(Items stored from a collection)
----

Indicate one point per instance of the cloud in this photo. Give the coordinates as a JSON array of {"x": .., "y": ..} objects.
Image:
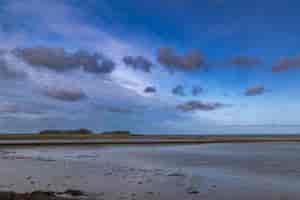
[
  {"x": 286, "y": 63},
  {"x": 245, "y": 61},
  {"x": 8, "y": 108},
  {"x": 254, "y": 90},
  {"x": 65, "y": 94},
  {"x": 150, "y": 89},
  {"x": 199, "y": 106},
  {"x": 178, "y": 90},
  {"x": 138, "y": 63},
  {"x": 192, "y": 59},
  {"x": 196, "y": 90},
  {"x": 59, "y": 60},
  {"x": 9, "y": 72},
  {"x": 119, "y": 110}
]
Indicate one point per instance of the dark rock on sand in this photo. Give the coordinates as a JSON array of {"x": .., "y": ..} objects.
[
  {"x": 176, "y": 174},
  {"x": 39, "y": 195},
  {"x": 74, "y": 192},
  {"x": 192, "y": 190},
  {"x": 7, "y": 195}
]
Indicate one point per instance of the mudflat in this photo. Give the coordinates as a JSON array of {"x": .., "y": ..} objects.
[{"x": 229, "y": 171}]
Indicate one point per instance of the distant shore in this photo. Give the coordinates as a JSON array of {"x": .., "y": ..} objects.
[{"x": 103, "y": 139}]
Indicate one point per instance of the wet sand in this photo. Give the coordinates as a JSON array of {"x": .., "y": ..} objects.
[{"x": 207, "y": 171}]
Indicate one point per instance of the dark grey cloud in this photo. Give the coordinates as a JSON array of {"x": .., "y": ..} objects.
[
  {"x": 178, "y": 90},
  {"x": 119, "y": 110},
  {"x": 246, "y": 61},
  {"x": 138, "y": 63},
  {"x": 255, "y": 90},
  {"x": 150, "y": 89},
  {"x": 192, "y": 59},
  {"x": 196, "y": 90},
  {"x": 65, "y": 94},
  {"x": 199, "y": 106},
  {"x": 286, "y": 63},
  {"x": 60, "y": 60}
]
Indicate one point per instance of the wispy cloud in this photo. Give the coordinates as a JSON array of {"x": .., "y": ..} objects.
[
  {"x": 59, "y": 60},
  {"x": 245, "y": 61},
  {"x": 255, "y": 90},
  {"x": 286, "y": 63},
  {"x": 138, "y": 63},
  {"x": 150, "y": 89},
  {"x": 178, "y": 90},
  {"x": 199, "y": 106},
  {"x": 196, "y": 90},
  {"x": 65, "y": 94},
  {"x": 192, "y": 59}
]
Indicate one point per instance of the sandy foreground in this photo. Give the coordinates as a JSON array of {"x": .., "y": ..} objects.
[{"x": 118, "y": 180}]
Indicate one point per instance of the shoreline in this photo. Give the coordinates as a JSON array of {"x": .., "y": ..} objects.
[{"x": 144, "y": 140}]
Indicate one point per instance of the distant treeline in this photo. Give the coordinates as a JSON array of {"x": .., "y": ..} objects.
[
  {"x": 71, "y": 132},
  {"x": 81, "y": 132}
]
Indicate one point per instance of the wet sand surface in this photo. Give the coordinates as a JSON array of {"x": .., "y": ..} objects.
[{"x": 206, "y": 171}]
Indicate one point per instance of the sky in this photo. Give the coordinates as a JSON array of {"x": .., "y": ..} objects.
[{"x": 173, "y": 66}]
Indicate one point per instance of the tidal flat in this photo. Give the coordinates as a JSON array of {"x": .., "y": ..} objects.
[{"x": 227, "y": 171}]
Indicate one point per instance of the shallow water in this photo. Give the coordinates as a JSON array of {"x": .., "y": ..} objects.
[{"x": 267, "y": 166}]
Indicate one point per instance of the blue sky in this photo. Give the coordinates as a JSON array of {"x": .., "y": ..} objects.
[{"x": 212, "y": 66}]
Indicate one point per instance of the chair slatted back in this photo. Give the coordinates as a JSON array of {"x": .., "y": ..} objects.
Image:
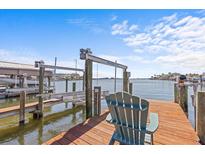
[{"x": 129, "y": 115}]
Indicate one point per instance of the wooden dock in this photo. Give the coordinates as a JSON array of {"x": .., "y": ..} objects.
[
  {"x": 77, "y": 98},
  {"x": 174, "y": 128}
]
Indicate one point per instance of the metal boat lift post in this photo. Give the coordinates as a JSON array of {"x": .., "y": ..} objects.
[
  {"x": 86, "y": 54},
  {"x": 39, "y": 112}
]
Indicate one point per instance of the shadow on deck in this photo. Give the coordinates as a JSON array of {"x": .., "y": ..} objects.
[{"x": 174, "y": 128}]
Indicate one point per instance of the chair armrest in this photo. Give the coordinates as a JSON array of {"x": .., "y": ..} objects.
[
  {"x": 154, "y": 123},
  {"x": 109, "y": 118}
]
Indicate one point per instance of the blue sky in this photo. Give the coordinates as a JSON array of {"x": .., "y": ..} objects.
[{"x": 147, "y": 41}]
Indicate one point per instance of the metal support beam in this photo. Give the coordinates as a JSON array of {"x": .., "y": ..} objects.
[
  {"x": 61, "y": 67},
  {"x": 85, "y": 54}
]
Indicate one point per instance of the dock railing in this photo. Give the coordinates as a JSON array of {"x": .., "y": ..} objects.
[{"x": 191, "y": 98}]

----

◆ **THE EXERCISE**
Put every line of the rows above into a numbered list, skipping blank lines and omitting the pictures.

◆ **WRITTEN ANSWER**
1. Indicate one point per instance of the cloud in this photo. Give the coordinates as a JSON array of {"x": .., "y": ..} objects.
2. Image:
3. [
4.   {"x": 286, "y": 63},
5.   {"x": 245, "y": 61},
6.   {"x": 8, "y": 108},
7.   {"x": 254, "y": 90},
8.   {"x": 65, "y": 94},
9.   {"x": 150, "y": 89},
10.   {"x": 199, "y": 106},
11.   {"x": 178, "y": 90},
12.   {"x": 138, "y": 63},
13.   {"x": 192, "y": 59},
14.   {"x": 196, "y": 90},
15.   {"x": 59, "y": 60},
16.   {"x": 9, "y": 72},
17.   {"x": 119, "y": 110}
18. ]
19. Indicate one point per instance of the dark rock on sand in this photo. Give the coordinates as a JSON array of {"x": .., "y": ..} objects.
20. [
21.   {"x": 176, "y": 174},
22.   {"x": 39, "y": 195},
23.   {"x": 74, "y": 192},
24.   {"x": 192, "y": 190},
25.   {"x": 7, "y": 195}
26. ]
27. Indicate one point per instance of the mudflat in this photo. Give the coordinates as a JSON array of {"x": .., "y": ..} objects.
28. [{"x": 229, "y": 171}]
29. Indicate one point per instance of the distant shore in this photo. Give the coordinates as a JSON array of {"x": .., "y": ..} objects.
30. [{"x": 103, "y": 139}]
31. Indicate one point per instance of the wet sand in this photo. Give the coordinates as a JSON array of {"x": .., "y": ..} objects.
32. [{"x": 207, "y": 171}]
33. Indicate one point per instance of the dark grey cloud in this photo. Give the coordinates as a JSON array of {"x": .., "y": ..} objects.
34. [
35.   {"x": 178, "y": 90},
36.   {"x": 119, "y": 110},
37.   {"x": 246, "y": 61},
38.   {"x": 138, "y": 63},
39.   {"x": 255, "y": 90},
40.   {"x": 150, "y": 89},
41.   {"x": 192, "y": 59},
42.   {"x": 196, "y": 90},
43.   {"x": 65, "y": 94},
44.   {"x": 199, "y": 106},
45.   {"x": 286, "y": 63},
46.   {"x": 60, "y": 60}
47. ]
48. Indicate one point per instance of the wispy cloud in this photo. Give the coordinates as a JSON array of {"x": .., "y": ..} objects.
49. [
50.   {"x": 59, "y": 60},
51.   {"x": 245, "y": 61},
52.   {"x": 255, "y": 90},
53.   {"x": 286, "y": 63},
54.   {"x": 138, "y": 63},
55.   {"x": 150, "y": 89},
56.   {"x": 178, "y": 90},
57.   {"x": 199, "y": 106},
58.   {"x": 196, "y": 90},
59.   {"x": 65, "y": 94},
60.   {"x": 192, "y": 59}
61. ]
62. Indicate one point per instance of the sandy foreground in this photo. Give the coordinates as a JSON array of {"x": .., "y": ..} objects.
63. [{"x": 118, "y": 180}]
64. Indicate one point per instance of the shoreline in this photo. Give the coordinates as a JSON array of {"x": .., "y": ..} objects.
65. [{"x": 144, "y": 140}]
66. Indicate one point per instance of the distant treeline in this photo. Give the coordinates as a JSON array of {"x": .., "y": ..} objects.
67. [
68.   {"x": 71, "y": 132},
69.   {"x": 81, "y": 132}
70. ]
71. Indicate one point per instance of the wet sand surface in this photo. Give the coordinates as a JSON array of {"x": .., "y": ..} objects.
72. [{"x": 206, "y": 171}]
73. Indicate one point per instance of the sky in this photo. Give the coordinates as a JSON array of {"x": .., "y": ..} objects.
74. [{"x": 173, "y": 66}]
75. Indicate one point per instance of the tidal flat in this photo. Give the coordinates as a JSON array of {"x": .., "y": ..} objects.
76. [{"x": 227, "y": 171}]
77. Indicate one point per instance of the shallow water in this photo. Give the coordinates as a JSON array of {"x": .., "y": ..} objects.
78. [{"x": 267, "y": 166}]
79. Indicate one point per instance of the blue sky in this photo. Give the coordinates as a JSON array of {"x": .., "y": ..} objects.
80. [{"x": 212, "y": 66}]
81. Indicate one point per instance of the chair slatted back in this photo. Give the coordinates as a JSON array of {"x": .., "y": ..} objects.
82. Image:
83. [{"x": 129, "y": 115}]
84. Indicate one point per instance of the wooden dock in this photo. Give the coordinates as a JSON array of {"x": .., "y": ..} objects.
85. [
86.   {"x": 77, "y": 98},
87.   {"x": 174, "y": 128}
88. ]
89. Indicate one point per instance of the metal boat lift post in this photo. Give the coordinates as a JSON array of {"x": .., "y": ..} objects.
90. [
91.   {"x": 86, "y": 54},
92.   {"x": 39, "y": 112}
93. ]
94. Indicate one point per instance of the shadow on deck in this photo. Give the coordinates as a JSON array of {"x": .., "y": ..} objects.
95. [{"x": 174, "y": 128}]
96. Indicate one point per instance of the chair armrest in this photo. Give the coordinates as a JSON array of {"x": .., "y": ..} objects.
97. [
98.   {"x": 154, "y": 123},
99.   {"x": 109, "y": 118}
100. ]
101. Indicate one point per instance of the blue sky in this photo. Give the coordinates as a JSON array of {"x": .., "y": ..} objects.
102. [{"x": 147, "y": 41}]
103. Indicate one point per instance of the metal support beam in this photo. Give the coordinates as a JSON array of {"x": .., "y": ..} objects.
104. [
105.   {"x": 61, "y": 67},
106.   {"x": 85, "y": 54}
107. ]
108. Indicate one point per instance of the dock railing in this photo. Give the coordinates as a JSON array of {"x": .., "y": ..} objects.
109. [{"x": 191, "y": 98}]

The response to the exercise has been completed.